* DATASET *

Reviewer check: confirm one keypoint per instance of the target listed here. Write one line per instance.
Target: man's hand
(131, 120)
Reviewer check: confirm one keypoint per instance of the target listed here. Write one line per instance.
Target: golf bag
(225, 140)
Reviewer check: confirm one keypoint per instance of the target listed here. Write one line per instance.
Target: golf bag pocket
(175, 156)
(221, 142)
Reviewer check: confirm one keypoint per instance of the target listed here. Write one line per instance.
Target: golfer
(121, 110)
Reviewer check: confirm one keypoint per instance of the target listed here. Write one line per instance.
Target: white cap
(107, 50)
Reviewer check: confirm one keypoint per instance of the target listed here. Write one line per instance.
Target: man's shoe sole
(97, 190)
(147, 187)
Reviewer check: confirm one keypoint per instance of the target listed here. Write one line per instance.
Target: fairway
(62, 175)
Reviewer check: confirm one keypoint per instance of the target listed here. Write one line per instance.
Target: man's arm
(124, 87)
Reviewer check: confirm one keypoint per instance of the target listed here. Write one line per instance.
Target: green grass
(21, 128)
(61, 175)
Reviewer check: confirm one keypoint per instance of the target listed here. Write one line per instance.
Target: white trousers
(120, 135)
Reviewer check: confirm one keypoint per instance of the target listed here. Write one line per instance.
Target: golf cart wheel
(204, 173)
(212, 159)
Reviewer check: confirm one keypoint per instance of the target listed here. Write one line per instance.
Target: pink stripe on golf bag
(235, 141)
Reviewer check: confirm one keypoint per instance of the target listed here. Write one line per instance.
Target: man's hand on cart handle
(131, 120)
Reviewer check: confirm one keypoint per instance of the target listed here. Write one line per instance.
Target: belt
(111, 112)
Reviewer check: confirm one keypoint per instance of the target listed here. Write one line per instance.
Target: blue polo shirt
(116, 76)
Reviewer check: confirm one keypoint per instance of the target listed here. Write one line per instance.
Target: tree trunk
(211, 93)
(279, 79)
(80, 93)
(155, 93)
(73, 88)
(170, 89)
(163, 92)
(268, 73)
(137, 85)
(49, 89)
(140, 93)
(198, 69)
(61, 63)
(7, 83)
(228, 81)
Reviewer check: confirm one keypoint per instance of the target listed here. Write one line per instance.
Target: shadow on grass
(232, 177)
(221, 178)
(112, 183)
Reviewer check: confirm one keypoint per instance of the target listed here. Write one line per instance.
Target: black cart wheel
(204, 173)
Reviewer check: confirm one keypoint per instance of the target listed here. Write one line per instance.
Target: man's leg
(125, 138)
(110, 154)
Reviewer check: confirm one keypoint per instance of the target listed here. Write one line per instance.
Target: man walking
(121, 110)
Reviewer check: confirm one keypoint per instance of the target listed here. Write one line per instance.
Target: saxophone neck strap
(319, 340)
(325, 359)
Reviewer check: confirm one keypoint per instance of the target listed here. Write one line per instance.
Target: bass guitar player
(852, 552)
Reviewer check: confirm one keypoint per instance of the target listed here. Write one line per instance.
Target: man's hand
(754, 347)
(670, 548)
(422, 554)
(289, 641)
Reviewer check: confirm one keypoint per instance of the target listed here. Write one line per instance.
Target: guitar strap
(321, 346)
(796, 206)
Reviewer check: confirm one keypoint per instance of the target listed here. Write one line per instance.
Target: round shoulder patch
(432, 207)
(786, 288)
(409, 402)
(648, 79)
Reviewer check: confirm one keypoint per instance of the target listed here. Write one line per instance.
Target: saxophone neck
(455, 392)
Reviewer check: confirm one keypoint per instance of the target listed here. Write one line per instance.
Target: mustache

* WHAT TO PRODUCE *
Transcribe the data. Leave every line exactly as it is.

* EXPECTED ANSWER *
Reviewer check: confirm one keypoint per instance of the target listed here. Write one line per instance.
Target: man's hand
(131, 120)
Reviewer check: confirm one keypoint per instance of the target listed here. Write one line per instance.
Target: golf bag
(225, 140)
Reviewer check: confirm one keypoint per instance of the target listed here. Write one line per instance.
Target: golf bag pocket
(175, 156)
(221, 142)
Reviewer check: confirm one keypoint per instance of the target listed here. Write one line per instance.
Target: golfer
(121, 110)
Reviewer check: confirm one keypoint per instance of the target listed here. Write one line per instance.
Target: white cap
(107, 50)
Reviewer check: confirm one keypoint per instance of the target listed here. Write one line per instance.
Target: man's shoe sole
(97, 190)
(147, 187)
Reviewer check: confirm one keypoint per instance of the target listed here. Write one line per instance.
Target: fairway
(62, 175)
Reviewer check: confirm one keypoint per instance of the target listed here. Write one line per instance.
Target: man's arm
(124, 87)
Reviewer check: confirm one keypoint per instance of the target listed here. Write one line per instance.
Target: green grass
(21, 128)
(61, 175)
Reviewer check: confirm one keypoint per instance of the target listed here. Write one line per instance.
Target: white trousers
(120, 135)
Reviewer check: confirm one keypoint per instance of the target listed here. Write one line per instance.
Target: golf cart wheel
(204, 173)
(212, 159)
Reviewer check: confirm one keypoint per instance of the target listed here. Write one line per instance.
Target: pink stripe on golf bag
(235, 141)
Reviewer check: confirm one keypoint per instance of the target listed here. Write one line per instance.
Target: man's hand on cart handle
(131, 120)
Reviewer check: confirm one keypoint per instance of the target listed here. Write one line per instance.
Target: belt
(111, 112)
Reviewer check: confirm one keypoint per instance of the target listed here. Write one line per instance.
Target: blue polo shirt
(116, 76)
Reviewer check: confirm one keypoint per instance of the target listed here. Write one line per instance.
Target: tree trunk
(211, 93)
(279, 79)
(80, 93)
(155, 93)
(73, 88)
(170, 89)
(163, 92)
(268, 73)
(137, 85)
(49, 89)
(140, 93)
(198, 69)
(61, 63)
(7, 83)
(228, 81)
Reviewer check: confirm one keypoint per instance of the target listed here. Write one line per instance.
Target: shadow on grass
(232, 177)
(221, 178)
(112, 183)
Reviewer check: confirm one keypoint per instance of the target listed here. Write one line per instance.
Target: black cart wheel
(204, 173)
Reviewer check: confirm one keypoint per instance of the target listed here. Write one line per instance.
Target: man's leg
(125, 138)
(110, 154)
Reviewer check: confirm one keypoint per instance of the target listed here. Write one line per instance.
Target: man walking
(121, 110)
Reviewer check: confirm one keypoint per instance of the target listed here. Write one line per instance.
Target: saxophone neck strap
(319, 340)
(325, 359)
Reviewer check: confirm one keypoint per instance of the target listed here. Write one line per instance.
Target: bass guitar player
(852, 552)
Reviewer check: confirm one keypoint per instance of the target listed here. Write one line per instance.
Target: man's hand
(754, 347)
(670, 548)
(422, 554)
(289, 641)
Reviewer check: confirm one keypoint per instance of the target listed here. Write one line per instance.
Target: guitar strap
(321, 346)
(796, 206)
Reviewer check: confirm one keypoint per instance of the target listed here. Write one line per instance.
Target: round shoulder patch
(432, 207)
(786, 288)
(409, 402)
(648, 79)
Reviewer check: confirm one keypoint per instance of the target listed here. Write one line per instance.
Target: saxophone neck
(455, 392)
Reviewer check: confirm one keypoint per instance of the target listed here. Write one line per instance.
Target: mustache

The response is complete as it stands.